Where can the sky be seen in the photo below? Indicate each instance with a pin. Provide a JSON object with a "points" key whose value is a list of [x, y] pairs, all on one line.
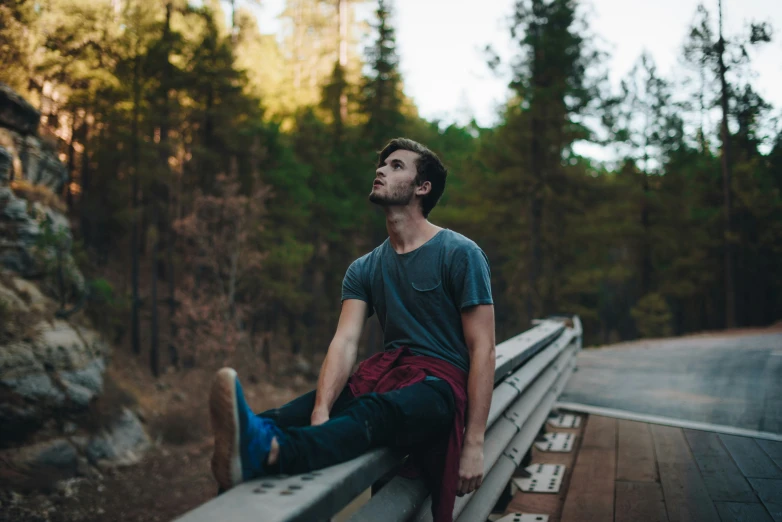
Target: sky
{"points": [[440, 44]]}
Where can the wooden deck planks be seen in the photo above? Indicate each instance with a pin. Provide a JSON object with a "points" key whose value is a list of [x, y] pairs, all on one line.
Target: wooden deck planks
{"points": [[770, 493], [750, 458], [635, 454], [722, 477], [639, 501], [591, 494], [686, 496], [547, 503], [741, 512]]}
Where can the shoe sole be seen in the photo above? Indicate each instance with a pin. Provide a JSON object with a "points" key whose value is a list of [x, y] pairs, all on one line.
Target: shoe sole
{"points": [[224, 414]]}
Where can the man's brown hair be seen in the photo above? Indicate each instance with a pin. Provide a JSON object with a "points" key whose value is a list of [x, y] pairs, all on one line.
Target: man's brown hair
{"points": [[428, 168]]}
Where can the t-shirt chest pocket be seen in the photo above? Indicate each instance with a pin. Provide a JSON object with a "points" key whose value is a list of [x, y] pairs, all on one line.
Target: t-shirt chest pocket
{"points": [[425, 282]]}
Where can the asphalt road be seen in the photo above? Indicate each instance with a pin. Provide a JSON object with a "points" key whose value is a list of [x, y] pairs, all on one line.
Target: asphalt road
{"points": [[731, 380]]}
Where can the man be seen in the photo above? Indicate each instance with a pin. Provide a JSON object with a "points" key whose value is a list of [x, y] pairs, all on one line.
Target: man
{"points": [[429, 391]]}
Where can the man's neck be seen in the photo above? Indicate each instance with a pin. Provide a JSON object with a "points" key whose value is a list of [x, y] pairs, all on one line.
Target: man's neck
{"points": [[408, 229]]}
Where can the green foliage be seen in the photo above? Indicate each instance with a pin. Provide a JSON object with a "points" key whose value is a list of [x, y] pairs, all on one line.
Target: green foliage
{"points": [[652, 316], [244, 160]]}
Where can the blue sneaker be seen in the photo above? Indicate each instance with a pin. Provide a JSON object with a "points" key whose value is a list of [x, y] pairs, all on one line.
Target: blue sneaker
{"points": [[242, 440]]}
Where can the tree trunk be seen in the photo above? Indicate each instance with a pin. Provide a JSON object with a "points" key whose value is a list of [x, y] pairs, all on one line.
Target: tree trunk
{"points": [[134, 253], [730, 296], [159, 194], [154, 360], [86, 224]]}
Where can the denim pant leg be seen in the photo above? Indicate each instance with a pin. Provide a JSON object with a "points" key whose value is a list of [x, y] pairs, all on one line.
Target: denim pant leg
{"points": [[400, 418], [298, 412]]}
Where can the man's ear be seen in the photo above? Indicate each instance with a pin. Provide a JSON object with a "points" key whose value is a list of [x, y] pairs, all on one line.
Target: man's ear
{"points": [[423, 189]]}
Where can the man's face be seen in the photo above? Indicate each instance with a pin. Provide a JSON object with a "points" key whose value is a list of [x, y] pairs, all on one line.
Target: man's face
{"points": [[394, 183]]}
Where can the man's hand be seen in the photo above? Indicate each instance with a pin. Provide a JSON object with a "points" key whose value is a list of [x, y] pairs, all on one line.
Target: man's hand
{"points": [[319, 416], [470, 468]]}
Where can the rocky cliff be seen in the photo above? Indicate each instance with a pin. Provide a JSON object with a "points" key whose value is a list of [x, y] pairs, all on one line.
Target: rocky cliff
{"points": [[52, 365]]}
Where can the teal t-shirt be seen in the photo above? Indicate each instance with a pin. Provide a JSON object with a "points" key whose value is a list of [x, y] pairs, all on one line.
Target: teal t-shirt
{"points": [[419, 296]]}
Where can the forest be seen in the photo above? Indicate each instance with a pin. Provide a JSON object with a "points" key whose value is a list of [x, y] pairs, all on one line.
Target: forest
{"points": [[219, 175]]}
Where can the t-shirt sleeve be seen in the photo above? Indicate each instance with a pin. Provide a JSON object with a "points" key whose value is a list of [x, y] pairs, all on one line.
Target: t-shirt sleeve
{"points": [[355, 285], [471, 278]]}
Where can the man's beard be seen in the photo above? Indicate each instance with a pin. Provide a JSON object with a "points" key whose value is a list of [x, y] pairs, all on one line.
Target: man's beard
{"points": [[402, 196]]}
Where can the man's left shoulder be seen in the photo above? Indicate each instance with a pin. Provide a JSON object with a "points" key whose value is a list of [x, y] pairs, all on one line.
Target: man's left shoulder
{"points": [[458, 245]]}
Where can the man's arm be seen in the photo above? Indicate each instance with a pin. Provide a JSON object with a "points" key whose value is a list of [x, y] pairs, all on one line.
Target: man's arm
{"points": [[478, 325], [340, 358]]}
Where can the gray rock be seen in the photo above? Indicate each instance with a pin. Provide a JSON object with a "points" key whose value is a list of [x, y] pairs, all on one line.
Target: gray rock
{"points": [[60, 371], [59, 454], [123, 443]]}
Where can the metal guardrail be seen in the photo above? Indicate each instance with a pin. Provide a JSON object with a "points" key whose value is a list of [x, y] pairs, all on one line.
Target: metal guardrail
{"points": [[531, 371]]}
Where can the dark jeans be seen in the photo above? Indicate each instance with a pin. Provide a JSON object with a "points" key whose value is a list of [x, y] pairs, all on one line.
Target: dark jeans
{"points": [[406, 417]]}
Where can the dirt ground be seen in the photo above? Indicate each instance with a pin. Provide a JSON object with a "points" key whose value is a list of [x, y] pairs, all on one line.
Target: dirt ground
{"points": [[172, 478]]}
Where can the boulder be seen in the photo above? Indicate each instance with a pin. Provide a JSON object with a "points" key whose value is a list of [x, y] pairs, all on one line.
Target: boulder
{"points": [[122, 444], [60, 371]]}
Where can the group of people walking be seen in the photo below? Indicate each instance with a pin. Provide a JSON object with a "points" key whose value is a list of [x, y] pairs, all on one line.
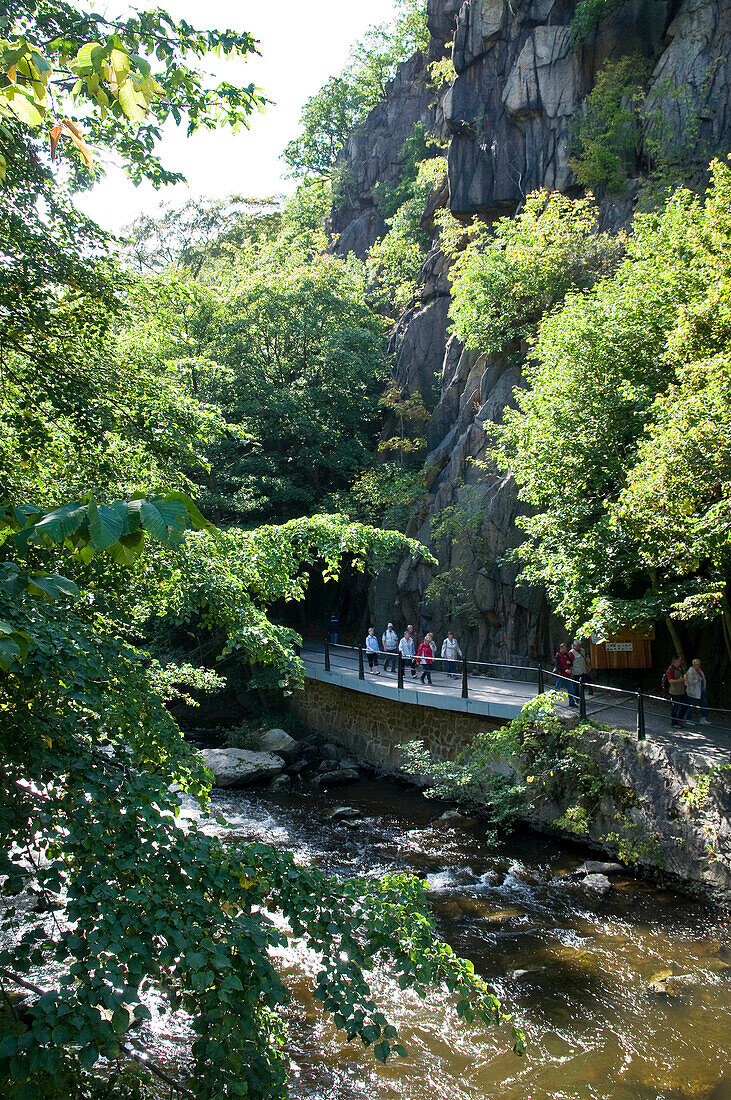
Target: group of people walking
{"points": [[687, 692], [572, 668], [416, 657]]}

*PROBLEM DESCRIPTION*: Reproduce verbatim all of the entries above, omitting the pictures.

*FULL SOLUTION*:
Where can the sky be seen in the photo below? Indicate each instance with a pin. Provide a JSON object with a "points" key whose value is a list of [x, y] pairs, all on one line.
Target: sky
{"points": [[440, 44]]}
Where can the wooden deck planks be seen in the photo above? Indicate each instance with a pin. Provide a JSON object with a "points" key whose value is a list of [x, y] pairs, all on one line.
Target: wooden deck planks
{"points": [[770, 493], [750, 458], [635, 454], [722, 477], [639, 501], [591, 494], [686, 496], [547, 503], [741, 512]]}
Where can the shoe sole be seen in the photo above? Indicate each instance with a pin. Provide a JSON object with a "points" key whose value is a list of [x, y] pairs, all on one line.
Target: shoe sole
{"points": [[224, 414]]}
Where can the man's brown hair be seen in the photo above? Indicate each instance with a pin. Provide a JSON object with a "points" key whose value is a list of [x, y] pairs, all on one line.
Target: man's brown hair
{"points": [[428, 168]]}
Where can the t-shirt chest pocket be seen in the photo above? Indicate each instance with a pin. Provide a JSON object with a "points" key whose value is a list of [x, y] pairs, all on one line.
Target: t-shirt chest pocket
{"points": [[425, 282]]}
Where can the asphalt road be seen in the photo above? Indicate each instance with a pin. Provide a JSON object with a "points" key whose value is a list of [x, y] pairs, all on one line.
Target: asphalt road
{"points": [[731, 380]]}
Where can the man be seen in the photo above? Indicate each instance with a pin. Provide a JSON object with a "points" key whose value is a list of [x, y] pairs, all on one line.
Target: man
{"points": [[429, 391]]}
Where can the man's neck be seen in the photo above? Indicate each instance with a pin. Provide a JSON object with a "points" key whose value is a list of [x, y] pairs, all on one line.
Target: man's neck
{"points": [[408, 229]]}
Where can the green foliage be seen in the photo above? Indicate each instance with a pin. Provide a JSON object with a "points" key whose value is a list of [x, y] pairs, all on one line.
Target: green foliage
{"points": [[652, 316], [244, 160]]}
Where can the blue sneaker be seen in the photo above? Indicate each instance with a pin. Provide a JSON object with a "points" key whose value is a list of [x, y] pairs, all on one line.
Target: blue sneaker
{"points": [[242, 440]]}
Where can the tree trunk be seen in the photo above? Indicate each instance with a pin. Provide a JSON object with a "points" key whose value is a list of [x, y] pairs, all on one line.
Target: tree trunk
{"points": [[134, 253], [730, 296], [159, 194], [154, 360], [86, 224]]}
Where can the denim pant leg be seen in the photo above? Indicate each instance with a pin. Provide a JSON object with a "points" key whose value is a list of [x, y] pairs, all on one line.
Target: denim pant leg
{"points": [[400, 418], [298, 412]]}
Where can the man's ear be seen in the photo above? Indicate each instance with a pin. Provide a JSON object with a "points" key whose value is a list of [x, y] pairs, all on one line.
Target: man's ear
{"points": [[423, 189]]}
Where can the man's face be seen in the photo above? Indicate each instance with a pin. Provide a JSON object with a "points" key whose value is a list of [x, y] pairs, all on one line.
Target: man's face
{"points": [[394, 183]]}
Where can the man's hand be seen in the photo above? Indicate each instance with a pin. Provide a JSON object with a "points" key whose value is a list of [x, y] pairs, all on one line.
Target: man's hand
{"points": [[319, 416], [470, 468]]}
Where can the rocky cliff be seen in the photo above? Indicate each instance with a pin. Provide a JSON object with a "points" key whose value is a list of [x, y] pairs, all on one line.
Target: rocky cliff
{"points": [[52, 365]]}
Where can the teal t-shirt be seen in the photo above? Indicate each instance with a pin. Provide a JSON object with a "points" key whose value is a list of [x, y] pairs, all on one line.
Target: teal t-shirt
{"points": [[419, 296]]}
Where can the forest be seen in the photo above? Indicate each instance with a pin. Provide a JSON object with a "points" key whose value is a list of [x, y] pairs, all on one line.
Target: forest
{"points": [[219, 175]]}
Where can the t-shirt sleeve be seen in the photo above? Indicate each instance with a pin. Provide a JSON object with a "points" key whose value is a list of [x, y] pairs, all on one line.
Target: t-shirt sleeve
{"points": [[355, 285], [471, 278]]}
Where can the man's beard be seen in the photo above? Indicate each instance with a pin. Provide a JSON object with a "points" key whose value is a list of [x, y] pairs, all on one line.
Target: man's beard
{"points": [[402, 196]]}
Where can the man's left shoulder be seen in the photo above? Indicate each instance with a pin. Provide a JSON object with a "points" key whose value is a list of [x, y] pairs, all on one line.
Target: man's left shoulder
{"points": [[458, 245]]}
Where can the man's arm be seen in the photo above? Indicate each instance with a pin. Provide a JSON object with a "points" key whose value is a list of [x, y] pairs, all on one line.
Target: man's arm
{"points": [[478, 325], [340, 358]]}
Where can the gray rock be seen in the photo above? Indicate each instance with a pin. Provide a JSON object with a "points" key whose value is a list of [x, y] pairs, all on one line.
Target: gray rock
{"points": [[60, 371], [59, 454], [123, 443]]}
Where can the metal guardrail be seen in the photo above? Indicate each instance with a pin. Provide a JSON object with a "points" key whose value is a list of [x, y] pairs, all on one line.
Target: metal guardrail
{"points": [[531, 371]]}
Where can the dark jeans be seen in the photo above? Indicate each instance with a pin. Provide a JSON object with a "points" key whose value is a list of [x, y] pairs, all on one line.
Target: dark jeans
{"points": [[406, 417]]}
Where can the dirt ground be seen in the photo above? Indicate each instance with a pin. Provide a JSON object with a "points" key whose value is a list of [x, y] pairs, all on one line.
Target: dirt ground
{"points": [[172, 478]]}
Where can the boulder be seen in the photo above? Indicate each instance with a pin. Provide a JSON object with a "points" key whose value is a list of [x, y] pairs, all on one line.
Target: boulder
{"points": [[122, 444], [60, 371]]}
Where can the group of people walking be seen in the photo below? Indicate each instance with a pin. Provide a JSON object with a "points" key whose value is a list of [x, y] pairs, all on one line.
Target: group of people walking
{"points": [[687, 692], [572, 668], [416, 657]]}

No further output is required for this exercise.